• Фрагмент текста
==*==

В Гавре вдоль набережной выстраивался длинный ряд лодок, перевозящих беженцев через Ла-Манш в Англию, среди беженцев были и Моне с Камиллой. Писсарро, все еще пребывающий в Бретани, писал матери Рашели (жившей в то время в Лондоне), в который раз испрашивая у нее разрешения жениться на Жюли. Рашель разрешила было, но на следующий день забрала разрешение обратно. Таким же образом она отреагировала на просьбу принять семью Камиля у себя в Лондоне.
Сначала она подумала, что сын, разумеется, должен уехать из Франции ради безопасности, но потом решила, что не сможет поддерживать его материально, и посоветовала оставаться там, где он есть. Однако предупредила, чтобы он и думать не смел вовлекаться в политику.
«Ты не француз. Не совершай никаких опрометчивых поступков», – написала она.
21 октября там же, в Бретани, Жюли родила девочку, которую назвали Адель-Эмма. Из-за стресса, вызванного последними событиями, Жюли плохо оправлялась после родов и не могла сама кормить дочку. Пришлось нанять кормилицу. Писсарро занимал себя тем, что рисовал бретонские пейзажи, эскизы фермерских домов, казавшихся покинутыми, пасущихся овец и одинокие человеческие фигуры.
В воскресенье 30 октября Базиль написал домой, что его назначили в гарнизон Эссар-л’Амур, в нескольких километрах от Безансона. Там он оставался более-менее в неведении относительно событий в Париже. У него не было даже свободной минуты, чтобы съездить посмотреть Безансон – он боялся отлучиться и пропустить приказ об отправке.
Базиль жаловался родителям, что с момента прибытия в глаза не видел ни одного пруссака. Если не считать случайных незначительных стычек, в боевых действиях он не участвовал, и это его огорчало. Он спал в конюшне эскадрона легкой кавалерии, о нем заботился преданный ординарец, и ел он вместе с капитанами, лейтенантами и сержантами. До него доходили слухи, что Париж окружен сорокатысячной армией, но больше он ничего не знал.

==*==

(Сохранённые записи)
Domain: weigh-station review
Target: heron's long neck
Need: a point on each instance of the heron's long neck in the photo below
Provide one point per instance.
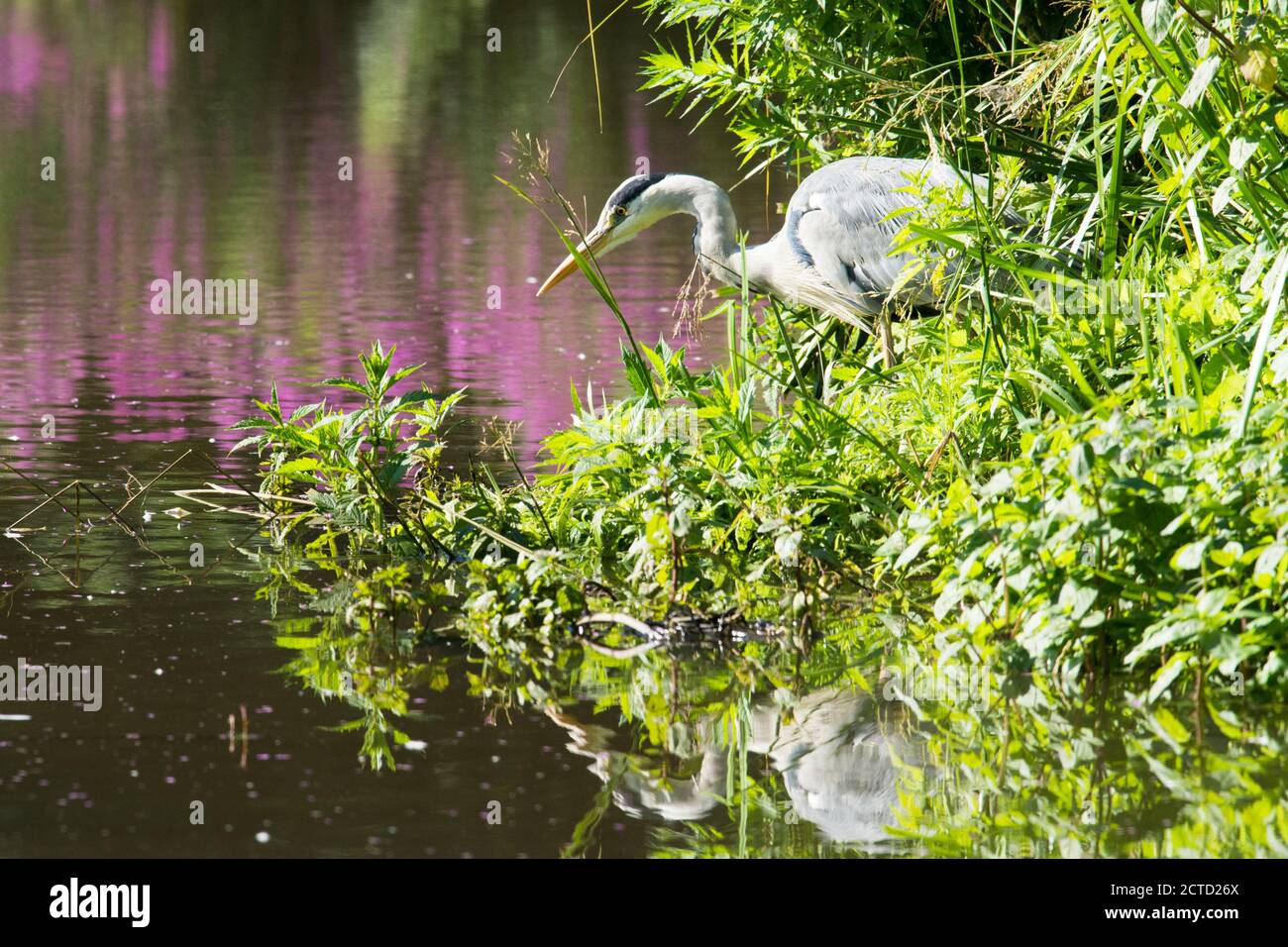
(715, 240)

==*==

• Задание
Отредактируйте текст о Писсарро и Базиле. Приведите заново всё от «В воскресенье 30» и до «ничего не знал.», поставив «денщик» на место «ординарец».

• Ответ
В воскресенье 30 октября Базиль написал домой, что его назначили в гарнизон Эссар-л’Амур, в нескольких километрах от Безансона. Там он оставался более-менее в неведении относительно событий в Париже. У него не было даже свободной минуты, чтобы съездить посмотреть Безансон – он боялся отлучиться и пропустить приказ об отправке.
Базиль жаловался родителям, что с момента прибытия в глаза не видел ни одного пруссака. Если не считать случайных незначительных стычек, в боевых действиях он не участвовал, и это его огорчало. Он спал в конюшне эскадрона легкой кавалерии, о нем заботился преданный денщик, и ел он вместе с капитанами, лейтенантами и сержантами. До него доходили слухи, что Париж окружен сорокатысячной армией, но больше он ничего не знал.